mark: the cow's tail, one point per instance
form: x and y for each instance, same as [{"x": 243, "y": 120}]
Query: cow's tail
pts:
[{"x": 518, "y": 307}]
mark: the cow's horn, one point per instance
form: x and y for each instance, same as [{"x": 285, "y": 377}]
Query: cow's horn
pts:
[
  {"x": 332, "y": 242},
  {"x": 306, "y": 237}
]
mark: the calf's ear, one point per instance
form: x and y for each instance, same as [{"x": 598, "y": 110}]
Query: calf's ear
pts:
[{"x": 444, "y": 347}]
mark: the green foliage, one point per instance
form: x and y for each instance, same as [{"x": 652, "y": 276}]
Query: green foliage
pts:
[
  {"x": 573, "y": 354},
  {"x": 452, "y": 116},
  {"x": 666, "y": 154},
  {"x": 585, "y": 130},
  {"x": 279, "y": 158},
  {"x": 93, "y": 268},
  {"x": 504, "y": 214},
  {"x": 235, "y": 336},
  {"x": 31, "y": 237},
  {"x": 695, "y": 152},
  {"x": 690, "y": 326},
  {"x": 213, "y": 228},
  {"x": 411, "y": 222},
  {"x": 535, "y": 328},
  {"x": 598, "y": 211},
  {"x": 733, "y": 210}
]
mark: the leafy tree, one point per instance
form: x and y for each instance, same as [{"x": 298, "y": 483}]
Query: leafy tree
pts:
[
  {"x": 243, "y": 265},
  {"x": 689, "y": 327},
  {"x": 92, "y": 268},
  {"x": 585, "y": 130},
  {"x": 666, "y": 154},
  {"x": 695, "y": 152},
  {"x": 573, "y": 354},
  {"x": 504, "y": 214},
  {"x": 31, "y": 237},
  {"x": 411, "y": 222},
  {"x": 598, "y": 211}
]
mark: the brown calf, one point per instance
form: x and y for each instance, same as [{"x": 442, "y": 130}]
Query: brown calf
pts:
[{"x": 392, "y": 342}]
...
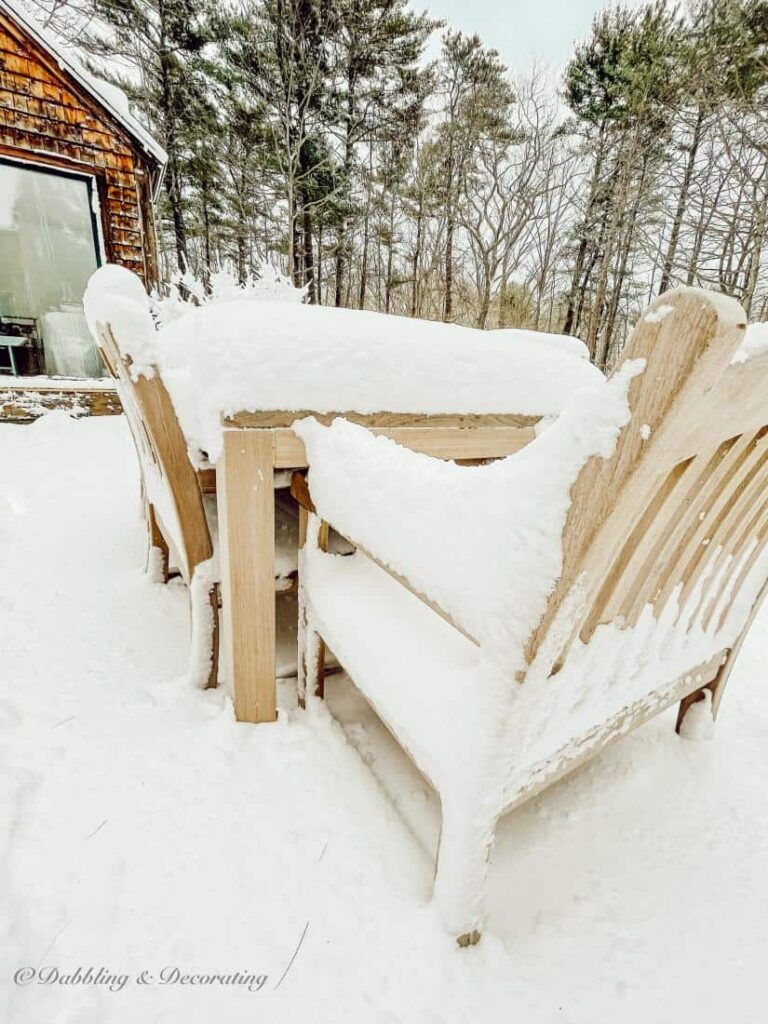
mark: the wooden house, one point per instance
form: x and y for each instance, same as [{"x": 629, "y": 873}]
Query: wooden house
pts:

### ABOUT THIS EXERCISE
Take each line of the material above that holds the string "leafy" and copy it.

### EXERCISE OUTPUT
mark: the leafy tree, one point per instance
Query: leafy tree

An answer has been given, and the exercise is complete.